# TASK DETAILS:
Identify all lines below that hold "nose" and collect them.

# SOURCE DATA:
--*--
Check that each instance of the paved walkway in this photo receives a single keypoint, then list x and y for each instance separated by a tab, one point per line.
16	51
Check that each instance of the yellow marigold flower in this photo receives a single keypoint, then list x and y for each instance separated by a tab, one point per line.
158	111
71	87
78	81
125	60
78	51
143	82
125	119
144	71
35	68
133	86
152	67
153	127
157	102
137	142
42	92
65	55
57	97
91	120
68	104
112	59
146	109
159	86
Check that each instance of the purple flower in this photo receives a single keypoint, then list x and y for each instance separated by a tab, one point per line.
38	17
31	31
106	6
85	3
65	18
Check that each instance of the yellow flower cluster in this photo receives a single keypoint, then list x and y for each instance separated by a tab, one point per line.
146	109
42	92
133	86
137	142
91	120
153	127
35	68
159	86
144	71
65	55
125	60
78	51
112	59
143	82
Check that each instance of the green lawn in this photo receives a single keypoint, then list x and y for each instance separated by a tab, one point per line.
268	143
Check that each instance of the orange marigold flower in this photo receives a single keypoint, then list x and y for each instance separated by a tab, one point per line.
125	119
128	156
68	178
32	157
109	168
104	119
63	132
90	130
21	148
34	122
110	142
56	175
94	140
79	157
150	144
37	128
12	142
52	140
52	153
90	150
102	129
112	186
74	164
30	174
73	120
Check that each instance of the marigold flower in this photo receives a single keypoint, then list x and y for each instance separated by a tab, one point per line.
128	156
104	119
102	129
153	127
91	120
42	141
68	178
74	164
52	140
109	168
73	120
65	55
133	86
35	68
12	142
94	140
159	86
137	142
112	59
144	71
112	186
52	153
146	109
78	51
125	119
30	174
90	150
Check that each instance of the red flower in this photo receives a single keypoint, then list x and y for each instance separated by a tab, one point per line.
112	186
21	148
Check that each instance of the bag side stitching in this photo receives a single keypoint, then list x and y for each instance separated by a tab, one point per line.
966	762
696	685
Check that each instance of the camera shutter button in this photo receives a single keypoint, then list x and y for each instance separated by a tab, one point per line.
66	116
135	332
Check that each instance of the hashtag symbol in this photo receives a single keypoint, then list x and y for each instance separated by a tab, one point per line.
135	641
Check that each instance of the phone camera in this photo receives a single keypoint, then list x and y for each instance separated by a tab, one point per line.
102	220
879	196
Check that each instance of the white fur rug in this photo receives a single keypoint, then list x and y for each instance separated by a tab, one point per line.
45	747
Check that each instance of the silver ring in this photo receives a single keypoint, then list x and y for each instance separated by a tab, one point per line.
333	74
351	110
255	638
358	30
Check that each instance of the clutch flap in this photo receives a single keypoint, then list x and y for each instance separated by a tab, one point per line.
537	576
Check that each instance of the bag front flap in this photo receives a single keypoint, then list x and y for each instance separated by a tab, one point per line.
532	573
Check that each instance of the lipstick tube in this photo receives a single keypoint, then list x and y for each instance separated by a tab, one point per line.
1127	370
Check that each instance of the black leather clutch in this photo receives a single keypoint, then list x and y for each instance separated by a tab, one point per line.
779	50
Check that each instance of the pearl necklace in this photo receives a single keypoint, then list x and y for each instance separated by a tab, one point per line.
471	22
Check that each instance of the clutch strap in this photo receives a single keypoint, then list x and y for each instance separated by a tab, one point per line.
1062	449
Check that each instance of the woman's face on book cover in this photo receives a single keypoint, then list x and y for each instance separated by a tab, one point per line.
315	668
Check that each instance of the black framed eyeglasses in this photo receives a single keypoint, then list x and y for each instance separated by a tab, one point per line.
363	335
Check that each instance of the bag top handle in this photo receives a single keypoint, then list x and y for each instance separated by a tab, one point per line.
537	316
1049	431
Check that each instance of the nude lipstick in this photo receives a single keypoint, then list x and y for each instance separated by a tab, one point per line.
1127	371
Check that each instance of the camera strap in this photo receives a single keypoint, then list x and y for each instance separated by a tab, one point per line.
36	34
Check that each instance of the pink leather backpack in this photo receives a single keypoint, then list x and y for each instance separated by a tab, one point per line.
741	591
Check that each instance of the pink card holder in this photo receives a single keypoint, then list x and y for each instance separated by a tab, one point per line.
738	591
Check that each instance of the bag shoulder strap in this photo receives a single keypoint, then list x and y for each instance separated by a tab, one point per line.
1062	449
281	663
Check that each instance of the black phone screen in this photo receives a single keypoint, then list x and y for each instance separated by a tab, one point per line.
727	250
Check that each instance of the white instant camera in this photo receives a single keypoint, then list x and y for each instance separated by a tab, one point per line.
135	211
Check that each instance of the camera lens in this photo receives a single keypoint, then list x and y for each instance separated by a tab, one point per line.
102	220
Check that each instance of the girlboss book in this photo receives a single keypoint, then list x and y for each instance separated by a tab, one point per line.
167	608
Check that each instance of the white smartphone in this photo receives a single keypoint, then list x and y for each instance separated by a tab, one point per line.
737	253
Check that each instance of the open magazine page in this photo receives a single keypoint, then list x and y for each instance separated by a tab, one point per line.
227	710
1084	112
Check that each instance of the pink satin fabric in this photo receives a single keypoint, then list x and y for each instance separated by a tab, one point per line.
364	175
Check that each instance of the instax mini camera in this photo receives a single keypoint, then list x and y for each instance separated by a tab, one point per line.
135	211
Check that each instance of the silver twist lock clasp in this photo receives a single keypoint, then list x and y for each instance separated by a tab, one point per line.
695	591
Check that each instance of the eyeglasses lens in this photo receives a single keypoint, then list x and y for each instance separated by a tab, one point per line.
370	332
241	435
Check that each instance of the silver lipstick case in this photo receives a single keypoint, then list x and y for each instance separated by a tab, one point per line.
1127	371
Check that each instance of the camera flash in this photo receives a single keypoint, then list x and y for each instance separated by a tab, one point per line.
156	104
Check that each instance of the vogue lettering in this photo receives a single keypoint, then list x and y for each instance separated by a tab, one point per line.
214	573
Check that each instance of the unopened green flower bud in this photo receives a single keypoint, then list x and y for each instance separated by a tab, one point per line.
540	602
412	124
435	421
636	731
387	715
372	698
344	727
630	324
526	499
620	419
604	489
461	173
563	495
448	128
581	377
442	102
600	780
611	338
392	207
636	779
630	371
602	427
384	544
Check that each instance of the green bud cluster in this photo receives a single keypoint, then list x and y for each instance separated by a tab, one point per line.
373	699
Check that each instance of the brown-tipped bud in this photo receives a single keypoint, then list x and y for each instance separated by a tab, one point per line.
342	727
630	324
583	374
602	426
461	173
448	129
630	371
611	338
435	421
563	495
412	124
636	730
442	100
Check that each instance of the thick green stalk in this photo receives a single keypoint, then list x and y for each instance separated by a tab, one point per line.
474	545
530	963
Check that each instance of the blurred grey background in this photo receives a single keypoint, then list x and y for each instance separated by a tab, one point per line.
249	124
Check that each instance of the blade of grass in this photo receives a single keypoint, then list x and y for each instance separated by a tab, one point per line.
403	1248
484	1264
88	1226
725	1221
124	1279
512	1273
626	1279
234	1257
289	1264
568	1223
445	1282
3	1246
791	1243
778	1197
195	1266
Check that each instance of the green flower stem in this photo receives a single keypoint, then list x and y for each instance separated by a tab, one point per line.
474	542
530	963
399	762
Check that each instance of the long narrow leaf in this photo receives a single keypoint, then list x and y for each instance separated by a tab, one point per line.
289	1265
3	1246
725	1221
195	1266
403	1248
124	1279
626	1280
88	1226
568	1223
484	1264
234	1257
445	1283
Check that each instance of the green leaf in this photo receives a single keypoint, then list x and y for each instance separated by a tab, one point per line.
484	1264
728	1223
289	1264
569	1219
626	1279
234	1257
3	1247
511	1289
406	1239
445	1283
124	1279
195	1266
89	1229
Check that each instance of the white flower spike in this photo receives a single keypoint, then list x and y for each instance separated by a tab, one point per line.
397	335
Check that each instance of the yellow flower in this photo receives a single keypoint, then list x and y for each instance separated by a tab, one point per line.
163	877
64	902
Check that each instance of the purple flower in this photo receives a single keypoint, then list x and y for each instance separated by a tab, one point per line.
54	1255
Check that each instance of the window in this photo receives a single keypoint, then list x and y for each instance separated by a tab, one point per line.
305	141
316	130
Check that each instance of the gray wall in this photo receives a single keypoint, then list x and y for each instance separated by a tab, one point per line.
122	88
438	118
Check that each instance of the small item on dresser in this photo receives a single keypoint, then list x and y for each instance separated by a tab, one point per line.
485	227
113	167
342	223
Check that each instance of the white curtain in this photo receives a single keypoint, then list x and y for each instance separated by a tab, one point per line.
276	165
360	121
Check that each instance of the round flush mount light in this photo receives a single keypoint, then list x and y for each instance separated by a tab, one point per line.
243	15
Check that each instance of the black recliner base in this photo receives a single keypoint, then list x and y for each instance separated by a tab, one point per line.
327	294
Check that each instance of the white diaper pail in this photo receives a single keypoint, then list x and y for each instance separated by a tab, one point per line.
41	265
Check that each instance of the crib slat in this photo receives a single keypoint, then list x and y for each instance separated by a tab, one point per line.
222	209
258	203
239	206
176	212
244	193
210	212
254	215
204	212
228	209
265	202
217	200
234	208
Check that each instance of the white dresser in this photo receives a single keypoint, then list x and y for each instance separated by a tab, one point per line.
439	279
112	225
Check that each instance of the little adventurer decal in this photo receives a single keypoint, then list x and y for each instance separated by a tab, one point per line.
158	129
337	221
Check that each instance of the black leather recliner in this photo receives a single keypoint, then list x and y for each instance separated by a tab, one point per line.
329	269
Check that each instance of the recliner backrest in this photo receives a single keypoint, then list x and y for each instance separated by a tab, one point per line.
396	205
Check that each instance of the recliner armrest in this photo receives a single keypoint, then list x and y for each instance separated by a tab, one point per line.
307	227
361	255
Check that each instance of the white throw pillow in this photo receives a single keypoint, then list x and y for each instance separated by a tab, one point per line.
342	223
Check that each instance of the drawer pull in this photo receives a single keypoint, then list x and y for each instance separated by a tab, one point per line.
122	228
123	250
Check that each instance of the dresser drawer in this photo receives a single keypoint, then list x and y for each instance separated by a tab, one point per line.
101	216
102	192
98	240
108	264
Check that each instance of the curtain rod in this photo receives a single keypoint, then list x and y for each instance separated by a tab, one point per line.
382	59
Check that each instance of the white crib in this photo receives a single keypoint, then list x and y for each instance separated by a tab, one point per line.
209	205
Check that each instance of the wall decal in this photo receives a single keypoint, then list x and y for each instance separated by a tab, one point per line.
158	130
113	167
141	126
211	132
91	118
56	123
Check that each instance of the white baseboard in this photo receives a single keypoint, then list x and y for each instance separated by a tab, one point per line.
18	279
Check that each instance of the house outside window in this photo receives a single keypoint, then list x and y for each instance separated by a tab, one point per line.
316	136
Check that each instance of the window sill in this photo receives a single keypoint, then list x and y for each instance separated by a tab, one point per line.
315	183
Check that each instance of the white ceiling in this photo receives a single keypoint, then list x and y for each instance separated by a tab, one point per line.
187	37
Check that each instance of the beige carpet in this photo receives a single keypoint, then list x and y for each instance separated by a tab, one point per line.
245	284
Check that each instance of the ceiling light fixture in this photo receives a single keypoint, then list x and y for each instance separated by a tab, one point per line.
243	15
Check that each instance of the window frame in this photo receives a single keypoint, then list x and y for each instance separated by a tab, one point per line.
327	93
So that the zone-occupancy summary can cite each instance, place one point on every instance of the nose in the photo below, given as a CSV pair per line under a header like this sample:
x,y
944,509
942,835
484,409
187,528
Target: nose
--*--
# ANSWER TO THE PROBLEM:
So that the zone-occupancy summary can cite each instance, place one point on every instance of the nose in the photo below, given as a CSV pair per line under a header like this sample:
Target: nose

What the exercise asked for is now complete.